Every line from the one containing "Could you please spot the rock cliff" through the last line below should be reproduced exactly; please include nothing else.

Dataset entries:
*** Block opens ***

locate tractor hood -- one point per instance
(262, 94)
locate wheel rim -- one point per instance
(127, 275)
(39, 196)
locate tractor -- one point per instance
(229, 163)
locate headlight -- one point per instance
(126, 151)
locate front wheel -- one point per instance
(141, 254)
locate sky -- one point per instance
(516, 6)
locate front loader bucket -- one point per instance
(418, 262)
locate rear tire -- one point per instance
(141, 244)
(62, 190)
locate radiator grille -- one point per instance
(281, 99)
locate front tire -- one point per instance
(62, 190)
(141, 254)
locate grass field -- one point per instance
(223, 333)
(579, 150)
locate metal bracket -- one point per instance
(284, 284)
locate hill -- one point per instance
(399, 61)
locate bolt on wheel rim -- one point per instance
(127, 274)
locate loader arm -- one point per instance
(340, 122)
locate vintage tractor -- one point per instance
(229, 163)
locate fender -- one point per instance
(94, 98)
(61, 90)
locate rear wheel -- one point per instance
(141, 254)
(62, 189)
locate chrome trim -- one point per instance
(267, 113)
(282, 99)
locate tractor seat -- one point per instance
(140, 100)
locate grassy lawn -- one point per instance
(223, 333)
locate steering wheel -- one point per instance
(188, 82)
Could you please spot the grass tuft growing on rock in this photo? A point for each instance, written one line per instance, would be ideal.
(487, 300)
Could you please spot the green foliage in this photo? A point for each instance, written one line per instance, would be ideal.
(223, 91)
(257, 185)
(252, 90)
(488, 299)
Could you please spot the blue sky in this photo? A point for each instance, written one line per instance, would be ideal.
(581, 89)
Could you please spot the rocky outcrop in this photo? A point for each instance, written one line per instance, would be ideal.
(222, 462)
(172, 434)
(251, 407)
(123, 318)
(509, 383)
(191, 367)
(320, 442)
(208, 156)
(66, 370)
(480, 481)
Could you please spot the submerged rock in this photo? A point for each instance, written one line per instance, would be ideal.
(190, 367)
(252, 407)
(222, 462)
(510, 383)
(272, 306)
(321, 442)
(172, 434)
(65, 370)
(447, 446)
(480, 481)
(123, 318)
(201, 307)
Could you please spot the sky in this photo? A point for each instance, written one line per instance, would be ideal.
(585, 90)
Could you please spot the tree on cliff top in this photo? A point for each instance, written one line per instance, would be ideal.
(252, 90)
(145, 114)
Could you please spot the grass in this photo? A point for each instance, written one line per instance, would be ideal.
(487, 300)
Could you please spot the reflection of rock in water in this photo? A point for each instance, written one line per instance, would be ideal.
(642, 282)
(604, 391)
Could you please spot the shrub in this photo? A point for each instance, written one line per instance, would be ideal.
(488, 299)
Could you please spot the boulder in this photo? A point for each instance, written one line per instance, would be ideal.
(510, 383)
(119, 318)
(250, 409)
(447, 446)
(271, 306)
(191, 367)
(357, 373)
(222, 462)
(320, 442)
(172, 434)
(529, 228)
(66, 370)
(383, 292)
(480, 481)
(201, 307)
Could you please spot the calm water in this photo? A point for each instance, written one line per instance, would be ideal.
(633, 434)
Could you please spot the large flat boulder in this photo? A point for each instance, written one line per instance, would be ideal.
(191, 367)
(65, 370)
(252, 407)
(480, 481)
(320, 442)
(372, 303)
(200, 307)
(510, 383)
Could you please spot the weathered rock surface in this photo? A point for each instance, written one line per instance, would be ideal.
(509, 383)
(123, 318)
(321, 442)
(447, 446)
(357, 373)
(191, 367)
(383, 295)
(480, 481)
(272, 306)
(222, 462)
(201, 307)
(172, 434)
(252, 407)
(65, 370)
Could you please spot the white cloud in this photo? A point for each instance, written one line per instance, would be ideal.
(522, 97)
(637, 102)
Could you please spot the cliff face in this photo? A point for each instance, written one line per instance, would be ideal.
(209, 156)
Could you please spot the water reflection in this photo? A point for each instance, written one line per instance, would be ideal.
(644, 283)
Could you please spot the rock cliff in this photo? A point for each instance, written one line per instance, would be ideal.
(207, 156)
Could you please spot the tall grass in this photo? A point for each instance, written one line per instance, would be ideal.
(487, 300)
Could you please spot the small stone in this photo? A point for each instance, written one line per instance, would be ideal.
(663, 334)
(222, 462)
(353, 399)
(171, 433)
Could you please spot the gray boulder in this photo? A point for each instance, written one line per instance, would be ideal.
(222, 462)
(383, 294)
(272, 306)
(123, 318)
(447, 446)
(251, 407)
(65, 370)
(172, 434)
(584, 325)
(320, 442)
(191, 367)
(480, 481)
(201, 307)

*** Block closes ***

> [SOLUTION BELOW]
Could you please spot the rock cliff in this photo? A point for each instance, written one line per instance, would be ideal.
(207, 156)
Could you please spot the tall grass in this photo? A point for each instance, written one line per instance, would be ideal.
(487, 300)
Could you please spot the small stone in this photo? A point for each instance, written one line per instance, would be ideal.
(663, 334)
(222, 462)
(353, 399)
(171, 433)
Could you please spot the gray boulder in this photo? A point for each instance, written one line per instance, would be ideal.
(222, 462)
(383, 294)
(272, 306)
(123, 318)
(447, 446)
(251, 407)
(65, 370)
(172, 434)
(584, 325)
(320, 442)
(191, 367)
(480, 481)
(201, 307)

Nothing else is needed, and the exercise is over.